[Natural language region descriptions]
# # # # #

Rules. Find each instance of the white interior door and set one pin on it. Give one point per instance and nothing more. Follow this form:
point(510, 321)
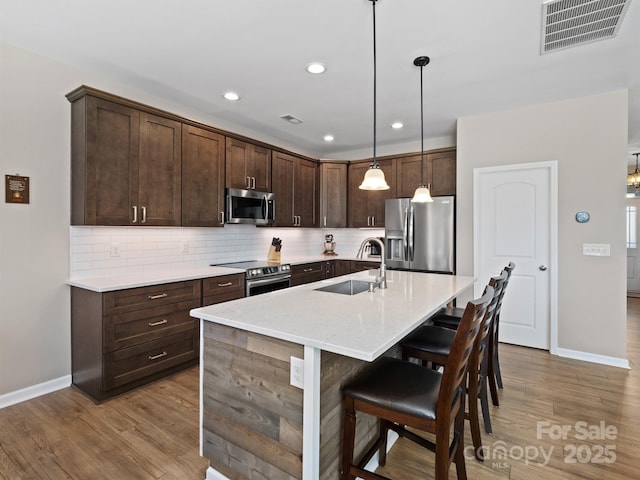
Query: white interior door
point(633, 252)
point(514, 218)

# # # # #

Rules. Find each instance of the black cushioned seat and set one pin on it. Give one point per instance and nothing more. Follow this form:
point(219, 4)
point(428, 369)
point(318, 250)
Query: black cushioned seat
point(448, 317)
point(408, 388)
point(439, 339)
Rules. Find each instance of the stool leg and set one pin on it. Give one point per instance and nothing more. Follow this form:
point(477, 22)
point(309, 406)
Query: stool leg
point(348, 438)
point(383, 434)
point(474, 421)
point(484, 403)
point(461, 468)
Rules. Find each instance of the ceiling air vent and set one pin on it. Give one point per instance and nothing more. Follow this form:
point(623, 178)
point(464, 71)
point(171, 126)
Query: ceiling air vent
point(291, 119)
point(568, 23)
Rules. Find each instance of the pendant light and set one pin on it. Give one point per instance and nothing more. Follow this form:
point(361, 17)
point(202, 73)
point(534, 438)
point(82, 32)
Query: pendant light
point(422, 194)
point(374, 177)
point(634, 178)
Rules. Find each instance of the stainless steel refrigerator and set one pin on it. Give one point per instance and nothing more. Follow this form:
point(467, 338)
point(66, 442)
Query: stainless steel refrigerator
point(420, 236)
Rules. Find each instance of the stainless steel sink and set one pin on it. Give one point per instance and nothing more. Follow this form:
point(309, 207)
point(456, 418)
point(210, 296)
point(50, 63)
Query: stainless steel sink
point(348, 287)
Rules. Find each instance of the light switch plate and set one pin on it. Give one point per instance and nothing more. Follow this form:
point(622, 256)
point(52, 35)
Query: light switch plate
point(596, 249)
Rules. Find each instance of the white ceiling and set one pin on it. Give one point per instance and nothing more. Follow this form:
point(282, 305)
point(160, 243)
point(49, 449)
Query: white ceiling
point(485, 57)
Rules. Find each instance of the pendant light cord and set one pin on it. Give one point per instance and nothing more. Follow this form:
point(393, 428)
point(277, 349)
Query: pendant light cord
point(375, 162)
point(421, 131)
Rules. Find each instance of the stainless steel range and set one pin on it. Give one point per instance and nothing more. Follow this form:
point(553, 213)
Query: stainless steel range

# # # # #

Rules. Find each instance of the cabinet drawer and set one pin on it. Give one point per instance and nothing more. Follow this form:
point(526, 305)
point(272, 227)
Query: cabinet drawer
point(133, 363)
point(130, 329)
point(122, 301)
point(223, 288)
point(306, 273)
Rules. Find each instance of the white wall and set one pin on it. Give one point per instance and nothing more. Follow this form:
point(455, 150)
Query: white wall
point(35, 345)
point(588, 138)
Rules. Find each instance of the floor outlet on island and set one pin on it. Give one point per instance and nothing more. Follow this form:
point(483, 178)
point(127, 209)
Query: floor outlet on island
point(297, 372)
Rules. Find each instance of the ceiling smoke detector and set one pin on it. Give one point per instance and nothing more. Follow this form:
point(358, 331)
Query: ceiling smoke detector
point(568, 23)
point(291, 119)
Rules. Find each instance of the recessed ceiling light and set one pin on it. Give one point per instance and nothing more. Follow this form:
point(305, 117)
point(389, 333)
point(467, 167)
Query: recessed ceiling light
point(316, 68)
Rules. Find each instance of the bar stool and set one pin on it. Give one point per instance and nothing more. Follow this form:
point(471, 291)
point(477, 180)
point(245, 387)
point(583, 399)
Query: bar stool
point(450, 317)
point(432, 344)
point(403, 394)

# # # # #

Wherever "range" occurs in the entries above, copy the line it sits on.

● Output
Rules. Find each instance of the stainless steel range and set one pin on it. Give one point per instance and nothing more. Follow this form:
Query: stainless steel range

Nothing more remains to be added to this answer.